• TEXT PASSAGE:
((
The Cake Spit Shield(s)

In case the title doesn’t give it away, this one is kind of gross! Consider yourself warned.

Just like authors, inventors patent what they know, because they’re solving the problems they encounter. If they’re a scientist or engineer, there’s a decent chance that they have stumbled upon something genuinely new. If their lives are dominated by their children’s social calendar, they can end up taking the road most traveled.

That’s why the cake snot shield has been patented (or attempted) so many times. We’re going to go through these pretty quick, so here’s a (partial) list:
https://patents.google.com/patent/US8459456B2
https://patents.google.com/patent/US9402490B2
https://patents.google.com/patent/US20030136277A1
https://patents.google.com/patent/US20040244604A1
https://patents.google.com/patent/US20040224271A1

USP 8,459,456, FIG. 12
Twenty-eight cakes later.
))
• INPUT DATA:
((
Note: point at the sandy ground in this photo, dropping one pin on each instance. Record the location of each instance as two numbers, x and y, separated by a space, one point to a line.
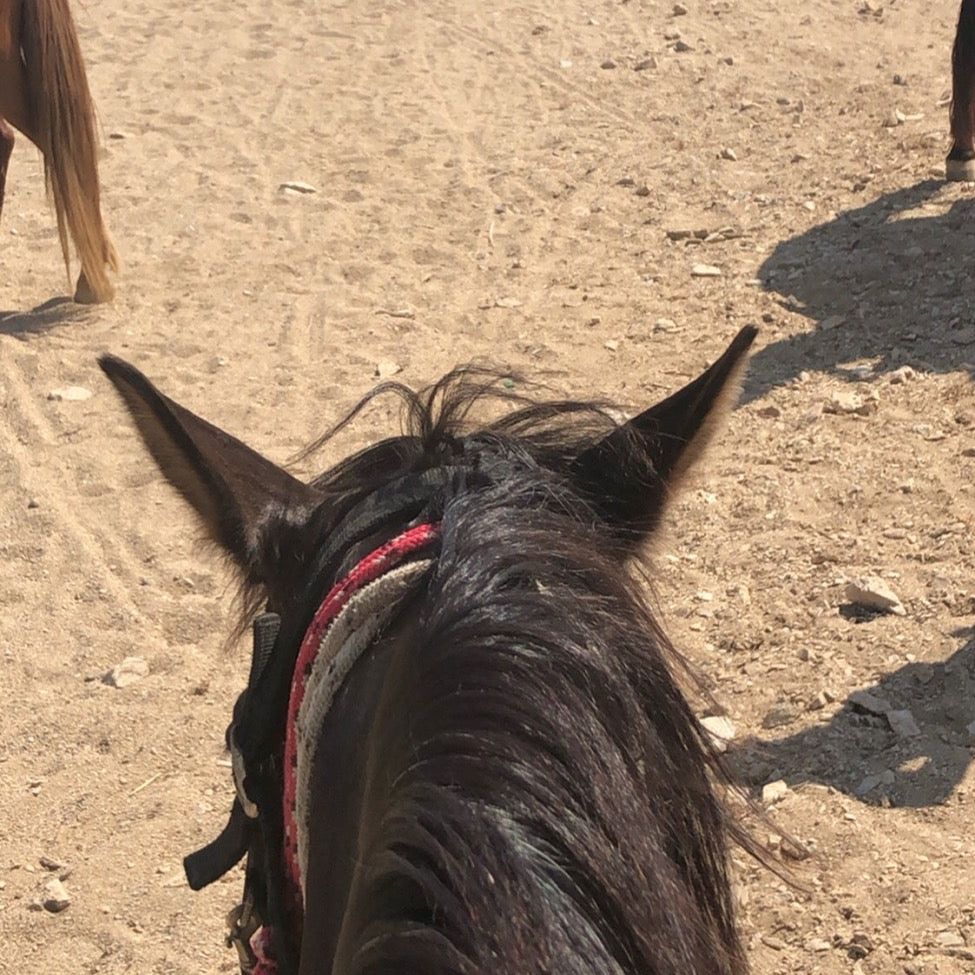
533 184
))
• PROBLEM 1:
Answer these from the text about cake spit shield patents:
(a) Why do inventors patent what they know?
(b) What other name does the text use for the shield when it says the device has been patented many times?
(c) Which figure of USP 8,459,456 is cited?
• PROBLEM 2: Continue the text about cake spit shield patents, starting after its last line.

• EXERCISE ANSWER 1:
(a) Because they're solving the problems they encounter.
(b) The cake snot shield.
(c) FIG. 12.

• EXERCISE ANSWER 2:
Although these were all filed well before the COVID-19 pandemic, they strike on an essential grossness that we have all taken to heart in the past two years.

The age-old problem with birthdays and other occasions involving cakes with candles atop is one of sanitation relating to the task of blowing out the candles. When the celebrant blows out the candles, the liquid wash which emanates from his or her mouth descends upon the cake possibly infecting it with a deluge of germs, fluids, and perhaps other debris.

USP 8,459,456, col. 1, lns 20-25
USP 9,402,490, FIG. 1

It’s pretty common for patents to tell you exactly why you might find the invention useful, but these seem to revel in it. It isn’t enough, apparently, to say the shield protects the cake when blowing out candles. Rather than letting us figure it it, we get prose like this:

While the blowing out of birthday candles is a fun and whimsical act for birthday celebrants, it carries the risk of potential harm to the other partygoers. Each exhalation by the candle blower sprays small droplets of saliva across the birthday cake surface. If the birthday celebrant is sick, he or she may inadvertently spread germs across the cake surface, where other partygoers can ingest the germs.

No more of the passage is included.